Brief A. Write out the text of the page on The Google at Delphi between "Twenty years on, almost" and "six months later.", inclusive.
Brief B. On the page about The Google at Delphi, what illness was Steve's brother Dave twice misdiagnosed with?

The Google at Delphi — cover art: a fox-as-oracle seated on a small brass tripod in a candlelit grotto, eyes lit faintly from below by a warm amber glow, with a small mouse in a knitted shawl waiting at the entrance to ask a question. 🔮

2004 · Drunken Blog Rants · Rant

“You want to know what I think an AI is? Anything smart enough to save your brother's life.”
— From The Google at Delphi, 2005
Read the essay

© 2004 Steve Yegge. Originally published at Drunken Blog Rants.

AI Notes

Steve, still at Amazon in 2005, puts his thesis in the first paragraph so the reader has the option to leave: Google is quietly building the world's first practical large-scale AI. Not Turing-test AI, not human-level intelligence — a system that can solve interesting problems and make money doing it. The recipe: hire Peter Norvig (author of the AI textbook) as Director of Search Quality; hire across cognitive science, ML, compiler design, NLP, and kernel work; have access to data measured in billions or trillions of pieces; have access to compute. Steve walks the long winter of AI in the eighties and the statistical-learning renaissance that needed exactly the data and compute Google suddenly had. The middle of the piece breaks the fourth wall: Steve pauses to say that his brother Dave died six years and six days earlier of T-cell lymphoma at twenty-four, misdiagnosed twice as bronchitis, and that typing Dave's symptoms into Google today returns "cancer symptoms" above the fold. The working definition that gives the essay its title: anything smart enough to save your brother's life.

Twenty years on, almost every prediction in it landed. Steve closes by explaining why he is not going to Google — because Bezos is the smartest person he's ever worked for and if anyone can match Google it's Amazon — and then appends a short bracketed note dated February 2006: well, it's clear the writing was on the wall. Amazon was very cool, but I couldn't resist the pull, and I left six months later.

Given information.
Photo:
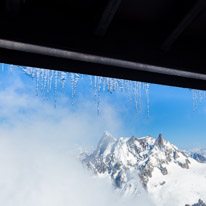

Worked solution A.
Twenty years on, almost every prediction in it landed. Steve closes by explaining why he is not going to Google — because Bezos is the smartest person he's ever worked for and if anyone can match Google it's Amazon — and then appends a short bracketed note dated February 2006: well, it's clear the writing was on the wall. Amazon was very cool, but I couldn't resist the pull, and I left six months later.

Worked solution B. Bronchitis.